==== Given records ====
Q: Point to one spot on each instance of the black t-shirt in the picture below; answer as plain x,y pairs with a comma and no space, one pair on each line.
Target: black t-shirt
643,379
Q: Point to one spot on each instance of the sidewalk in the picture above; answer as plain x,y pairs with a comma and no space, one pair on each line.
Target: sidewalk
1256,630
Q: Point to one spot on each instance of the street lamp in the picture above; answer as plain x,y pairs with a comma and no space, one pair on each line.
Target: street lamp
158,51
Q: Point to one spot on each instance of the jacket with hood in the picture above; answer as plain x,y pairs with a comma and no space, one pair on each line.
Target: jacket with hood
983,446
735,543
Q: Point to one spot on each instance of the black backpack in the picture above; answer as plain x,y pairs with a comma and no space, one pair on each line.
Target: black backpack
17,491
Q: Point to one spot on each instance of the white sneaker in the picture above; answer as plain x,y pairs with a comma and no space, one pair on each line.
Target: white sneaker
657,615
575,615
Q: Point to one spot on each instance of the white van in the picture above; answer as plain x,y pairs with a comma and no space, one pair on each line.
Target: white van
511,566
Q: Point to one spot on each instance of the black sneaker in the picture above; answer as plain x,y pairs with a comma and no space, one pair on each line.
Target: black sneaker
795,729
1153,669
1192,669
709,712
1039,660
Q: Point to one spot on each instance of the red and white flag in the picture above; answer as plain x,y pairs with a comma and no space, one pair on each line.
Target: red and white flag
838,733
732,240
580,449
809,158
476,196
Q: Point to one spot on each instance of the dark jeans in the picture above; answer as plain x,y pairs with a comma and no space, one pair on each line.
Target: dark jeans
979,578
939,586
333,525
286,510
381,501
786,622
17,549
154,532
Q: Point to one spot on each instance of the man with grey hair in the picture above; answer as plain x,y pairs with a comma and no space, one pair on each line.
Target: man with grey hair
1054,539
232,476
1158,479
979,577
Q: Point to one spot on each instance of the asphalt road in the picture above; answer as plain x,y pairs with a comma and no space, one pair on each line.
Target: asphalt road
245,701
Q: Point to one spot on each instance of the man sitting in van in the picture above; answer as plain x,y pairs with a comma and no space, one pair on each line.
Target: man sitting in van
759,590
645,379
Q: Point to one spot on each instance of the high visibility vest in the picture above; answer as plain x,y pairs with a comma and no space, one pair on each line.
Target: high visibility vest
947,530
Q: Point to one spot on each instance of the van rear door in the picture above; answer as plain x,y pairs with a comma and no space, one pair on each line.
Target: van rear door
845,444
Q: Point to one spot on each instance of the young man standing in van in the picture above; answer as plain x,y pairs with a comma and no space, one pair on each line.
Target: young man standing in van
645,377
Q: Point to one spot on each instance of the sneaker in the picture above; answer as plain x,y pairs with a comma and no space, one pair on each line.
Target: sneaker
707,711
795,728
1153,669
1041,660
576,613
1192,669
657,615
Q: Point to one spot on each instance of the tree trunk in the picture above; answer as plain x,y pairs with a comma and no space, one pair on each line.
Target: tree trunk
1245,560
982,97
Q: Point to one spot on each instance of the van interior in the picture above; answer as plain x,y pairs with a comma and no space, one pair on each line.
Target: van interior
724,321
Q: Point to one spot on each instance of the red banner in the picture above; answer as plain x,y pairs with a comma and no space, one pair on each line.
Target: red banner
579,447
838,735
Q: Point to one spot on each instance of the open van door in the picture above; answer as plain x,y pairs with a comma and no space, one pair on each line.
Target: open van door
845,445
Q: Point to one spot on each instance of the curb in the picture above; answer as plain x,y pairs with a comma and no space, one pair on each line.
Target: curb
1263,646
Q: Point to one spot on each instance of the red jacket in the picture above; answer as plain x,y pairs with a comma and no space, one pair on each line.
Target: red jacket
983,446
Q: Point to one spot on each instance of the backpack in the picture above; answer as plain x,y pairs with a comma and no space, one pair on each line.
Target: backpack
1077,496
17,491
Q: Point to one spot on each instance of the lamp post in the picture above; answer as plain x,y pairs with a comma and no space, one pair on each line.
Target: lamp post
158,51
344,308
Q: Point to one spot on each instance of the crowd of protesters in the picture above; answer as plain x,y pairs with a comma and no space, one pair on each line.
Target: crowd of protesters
====
* [What you need to do]:
Return, line for line and unchanged, the data from its first line through the line containing "Q: Point to one spot on each instance of the street".

* [Solution to this task]:
Q: Point to one spot on each instance of the black t-shirt in the picture below; answer as plain x,y pairs with a comma and no space, one pair on each line.
Target: black t-shirt
643,379
Q: Point to one spot on each instance of the sidewalk in the picture above; answer as plain x,y pairs with a comma and no space, one pair on each line.
Target: sidewalk
1256,630
Q: Point to one spot on each instance of the street lamp in the picture above; answer as plain x,y pairs with a comma and no space, one pair on each line.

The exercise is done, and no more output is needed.